Report each line of the data below in which "building" appears.

DATASET RECORDS -
╭──

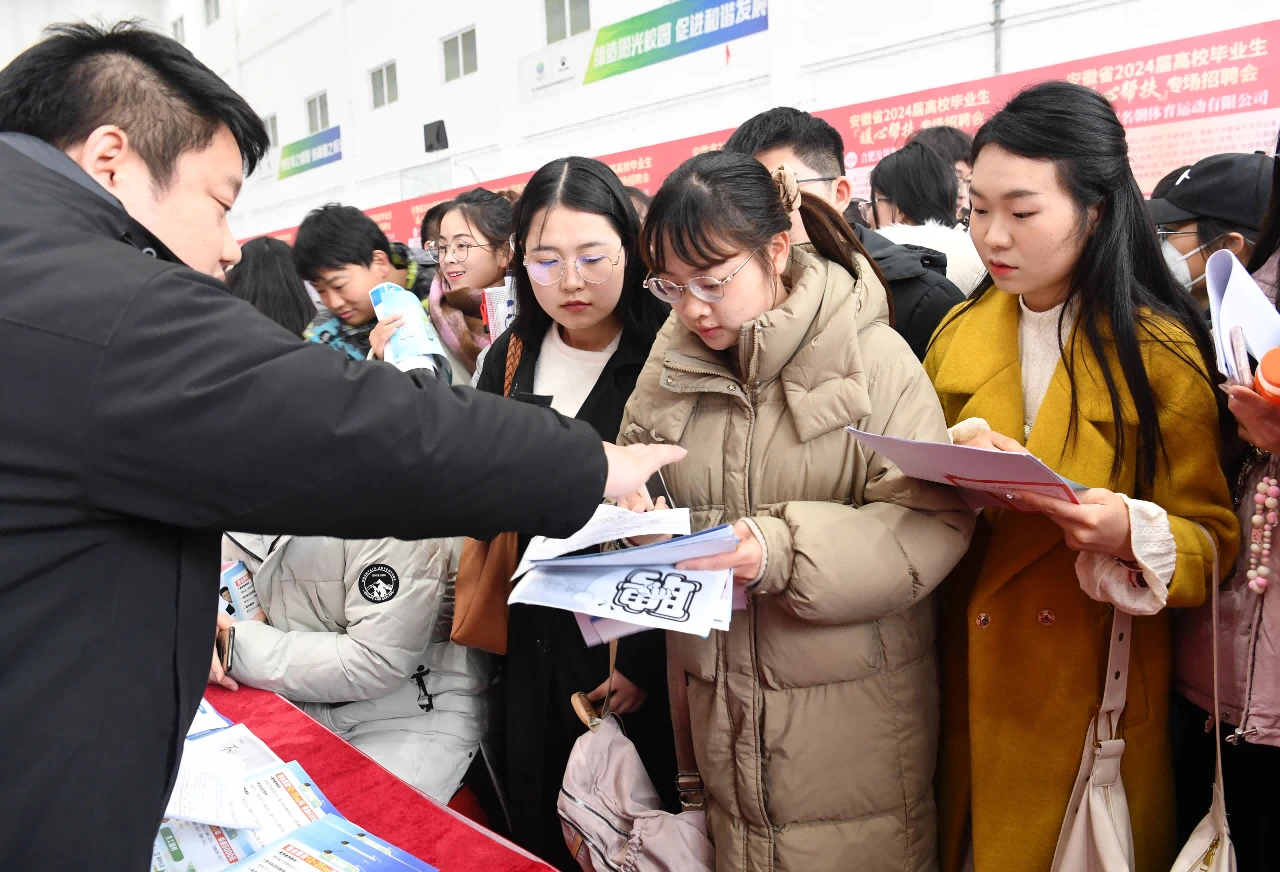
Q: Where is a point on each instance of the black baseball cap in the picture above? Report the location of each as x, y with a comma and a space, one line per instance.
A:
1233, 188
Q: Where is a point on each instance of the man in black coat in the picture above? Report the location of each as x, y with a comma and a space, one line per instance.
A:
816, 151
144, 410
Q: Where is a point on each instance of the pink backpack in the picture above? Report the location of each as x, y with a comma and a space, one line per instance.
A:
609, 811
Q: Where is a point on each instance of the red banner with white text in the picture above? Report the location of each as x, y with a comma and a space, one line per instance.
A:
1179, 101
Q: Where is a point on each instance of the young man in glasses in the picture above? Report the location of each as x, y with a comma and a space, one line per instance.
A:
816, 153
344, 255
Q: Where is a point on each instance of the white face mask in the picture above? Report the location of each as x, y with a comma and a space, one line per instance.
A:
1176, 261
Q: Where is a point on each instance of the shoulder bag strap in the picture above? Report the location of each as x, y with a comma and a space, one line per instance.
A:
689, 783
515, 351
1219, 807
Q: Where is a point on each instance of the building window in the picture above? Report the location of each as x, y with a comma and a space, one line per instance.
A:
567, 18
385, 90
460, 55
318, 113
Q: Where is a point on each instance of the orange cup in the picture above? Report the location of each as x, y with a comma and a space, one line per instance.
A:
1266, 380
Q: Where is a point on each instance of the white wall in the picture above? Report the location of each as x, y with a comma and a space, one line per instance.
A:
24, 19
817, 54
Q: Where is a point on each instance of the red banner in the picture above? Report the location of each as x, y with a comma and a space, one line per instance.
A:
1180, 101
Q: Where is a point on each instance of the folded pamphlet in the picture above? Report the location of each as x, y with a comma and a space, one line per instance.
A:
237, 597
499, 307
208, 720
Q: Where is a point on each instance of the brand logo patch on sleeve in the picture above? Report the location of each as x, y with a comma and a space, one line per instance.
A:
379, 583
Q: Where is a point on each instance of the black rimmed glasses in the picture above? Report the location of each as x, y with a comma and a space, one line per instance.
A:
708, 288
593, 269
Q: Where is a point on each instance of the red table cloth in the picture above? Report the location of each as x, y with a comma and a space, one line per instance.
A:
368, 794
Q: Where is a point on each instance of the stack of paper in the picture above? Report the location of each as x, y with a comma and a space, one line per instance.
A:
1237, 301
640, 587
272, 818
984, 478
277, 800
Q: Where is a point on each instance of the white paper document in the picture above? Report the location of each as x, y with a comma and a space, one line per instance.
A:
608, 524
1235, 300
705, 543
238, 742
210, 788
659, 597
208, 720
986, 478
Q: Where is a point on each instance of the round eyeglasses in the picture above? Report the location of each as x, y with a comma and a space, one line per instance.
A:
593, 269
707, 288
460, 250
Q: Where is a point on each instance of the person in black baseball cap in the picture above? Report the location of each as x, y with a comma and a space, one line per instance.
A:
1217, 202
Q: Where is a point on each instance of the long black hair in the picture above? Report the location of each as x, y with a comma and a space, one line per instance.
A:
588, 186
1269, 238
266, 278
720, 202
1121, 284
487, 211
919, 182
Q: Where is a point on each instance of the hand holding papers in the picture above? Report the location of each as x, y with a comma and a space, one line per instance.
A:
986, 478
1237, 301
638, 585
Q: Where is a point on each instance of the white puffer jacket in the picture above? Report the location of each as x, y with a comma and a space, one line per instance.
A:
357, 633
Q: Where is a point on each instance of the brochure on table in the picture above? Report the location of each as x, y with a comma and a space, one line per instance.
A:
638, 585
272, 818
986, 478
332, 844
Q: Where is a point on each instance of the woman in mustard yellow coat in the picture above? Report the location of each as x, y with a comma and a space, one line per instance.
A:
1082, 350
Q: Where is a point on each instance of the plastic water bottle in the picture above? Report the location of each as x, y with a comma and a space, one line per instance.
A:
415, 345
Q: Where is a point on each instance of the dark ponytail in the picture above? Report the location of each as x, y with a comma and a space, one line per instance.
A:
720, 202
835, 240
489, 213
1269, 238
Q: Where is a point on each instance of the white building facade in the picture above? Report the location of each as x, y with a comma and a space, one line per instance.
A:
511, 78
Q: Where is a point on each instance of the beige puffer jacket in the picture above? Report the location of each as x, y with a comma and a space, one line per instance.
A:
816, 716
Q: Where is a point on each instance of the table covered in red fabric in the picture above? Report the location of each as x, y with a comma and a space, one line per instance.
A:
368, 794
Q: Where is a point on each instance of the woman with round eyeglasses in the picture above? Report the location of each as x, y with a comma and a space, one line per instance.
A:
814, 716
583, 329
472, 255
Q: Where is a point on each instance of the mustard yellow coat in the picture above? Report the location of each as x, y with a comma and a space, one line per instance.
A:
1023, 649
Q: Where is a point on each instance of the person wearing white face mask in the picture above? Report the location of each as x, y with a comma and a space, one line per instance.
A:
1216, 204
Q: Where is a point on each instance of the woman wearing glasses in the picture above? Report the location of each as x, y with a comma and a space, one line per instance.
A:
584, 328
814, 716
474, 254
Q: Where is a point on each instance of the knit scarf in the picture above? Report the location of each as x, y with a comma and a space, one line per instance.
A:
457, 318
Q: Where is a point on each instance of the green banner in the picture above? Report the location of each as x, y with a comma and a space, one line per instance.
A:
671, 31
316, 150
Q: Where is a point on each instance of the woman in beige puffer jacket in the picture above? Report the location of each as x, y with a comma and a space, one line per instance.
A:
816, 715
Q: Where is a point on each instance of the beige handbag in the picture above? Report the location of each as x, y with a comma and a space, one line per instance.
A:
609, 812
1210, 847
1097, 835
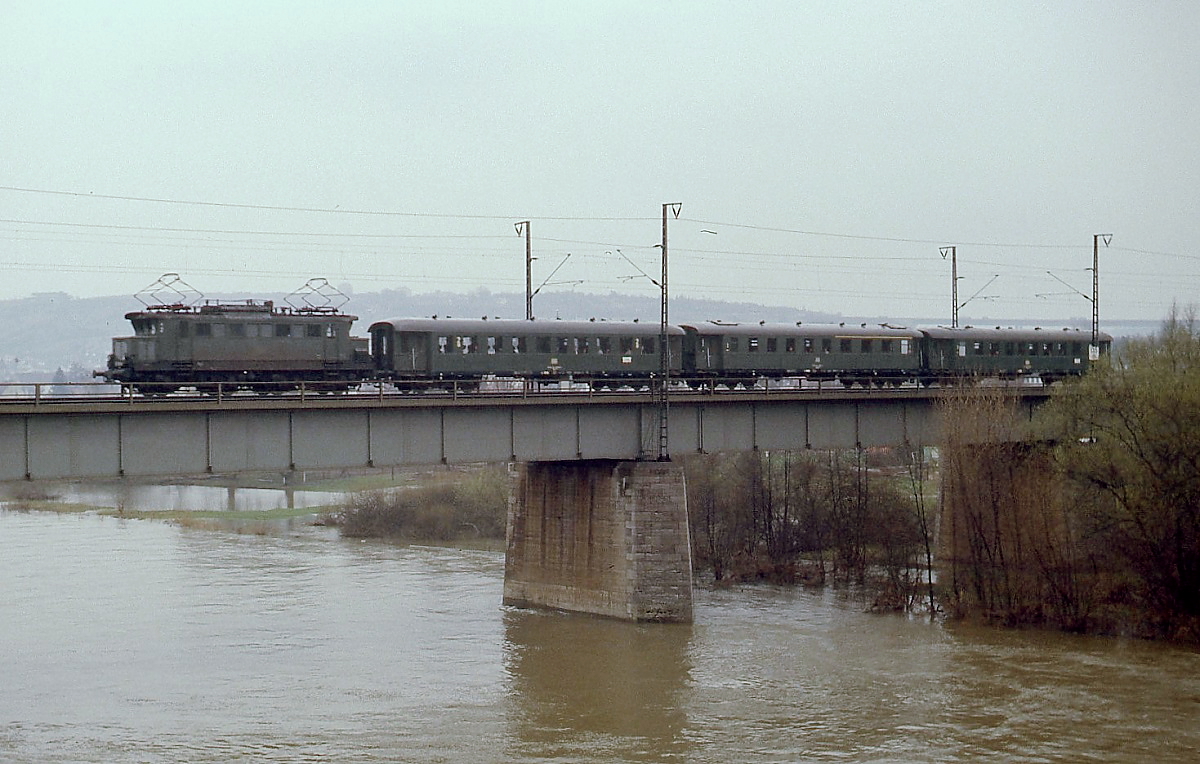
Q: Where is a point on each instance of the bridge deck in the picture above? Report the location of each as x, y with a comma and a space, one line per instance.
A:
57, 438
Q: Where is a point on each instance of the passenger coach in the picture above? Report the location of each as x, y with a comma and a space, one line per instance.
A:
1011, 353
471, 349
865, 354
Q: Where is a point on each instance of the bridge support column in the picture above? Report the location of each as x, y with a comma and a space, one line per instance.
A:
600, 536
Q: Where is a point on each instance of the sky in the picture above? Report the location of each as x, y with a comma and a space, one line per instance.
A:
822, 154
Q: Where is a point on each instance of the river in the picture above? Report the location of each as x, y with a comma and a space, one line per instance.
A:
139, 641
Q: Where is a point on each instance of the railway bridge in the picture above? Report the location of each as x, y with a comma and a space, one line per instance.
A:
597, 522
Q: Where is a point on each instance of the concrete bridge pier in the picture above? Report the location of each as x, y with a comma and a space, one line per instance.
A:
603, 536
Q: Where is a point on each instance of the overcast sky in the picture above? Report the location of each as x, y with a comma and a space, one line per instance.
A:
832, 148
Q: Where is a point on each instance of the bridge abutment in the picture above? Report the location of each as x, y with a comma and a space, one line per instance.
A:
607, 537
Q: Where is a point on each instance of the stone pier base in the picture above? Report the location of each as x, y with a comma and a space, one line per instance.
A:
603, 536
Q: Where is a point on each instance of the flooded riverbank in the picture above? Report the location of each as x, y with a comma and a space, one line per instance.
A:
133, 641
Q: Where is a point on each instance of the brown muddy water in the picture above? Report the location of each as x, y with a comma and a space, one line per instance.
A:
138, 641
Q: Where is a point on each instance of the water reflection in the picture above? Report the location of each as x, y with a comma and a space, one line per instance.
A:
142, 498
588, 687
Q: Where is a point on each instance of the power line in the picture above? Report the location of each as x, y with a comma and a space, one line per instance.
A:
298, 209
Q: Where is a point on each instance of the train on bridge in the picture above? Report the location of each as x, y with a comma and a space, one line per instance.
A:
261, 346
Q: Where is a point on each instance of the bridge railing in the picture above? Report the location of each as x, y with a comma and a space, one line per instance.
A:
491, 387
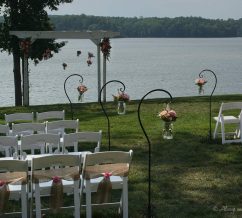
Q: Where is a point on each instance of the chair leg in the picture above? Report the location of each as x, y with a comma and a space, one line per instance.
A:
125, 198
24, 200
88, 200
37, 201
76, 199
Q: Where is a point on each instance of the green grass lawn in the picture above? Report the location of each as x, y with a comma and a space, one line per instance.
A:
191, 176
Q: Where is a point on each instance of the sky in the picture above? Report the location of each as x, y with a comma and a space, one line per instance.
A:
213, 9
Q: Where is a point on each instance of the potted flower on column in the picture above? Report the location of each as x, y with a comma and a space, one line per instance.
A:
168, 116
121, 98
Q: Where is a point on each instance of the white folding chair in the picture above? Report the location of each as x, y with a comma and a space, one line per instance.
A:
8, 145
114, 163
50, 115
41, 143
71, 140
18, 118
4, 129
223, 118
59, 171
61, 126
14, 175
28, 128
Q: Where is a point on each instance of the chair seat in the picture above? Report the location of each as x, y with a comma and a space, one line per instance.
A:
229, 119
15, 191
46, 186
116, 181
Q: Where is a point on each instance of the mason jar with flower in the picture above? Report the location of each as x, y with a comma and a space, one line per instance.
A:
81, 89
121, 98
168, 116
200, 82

╰──

EXERCISE SOLUTION -
Q: Where is a point on each instance of the building window in the picture above? Report the location of each as x, y with a comma and a space, one line per instance.
Q: Where is a point on each instance of the white building facade in the picture above? Report the location of each as x, y with a comma and a space, one line per instance.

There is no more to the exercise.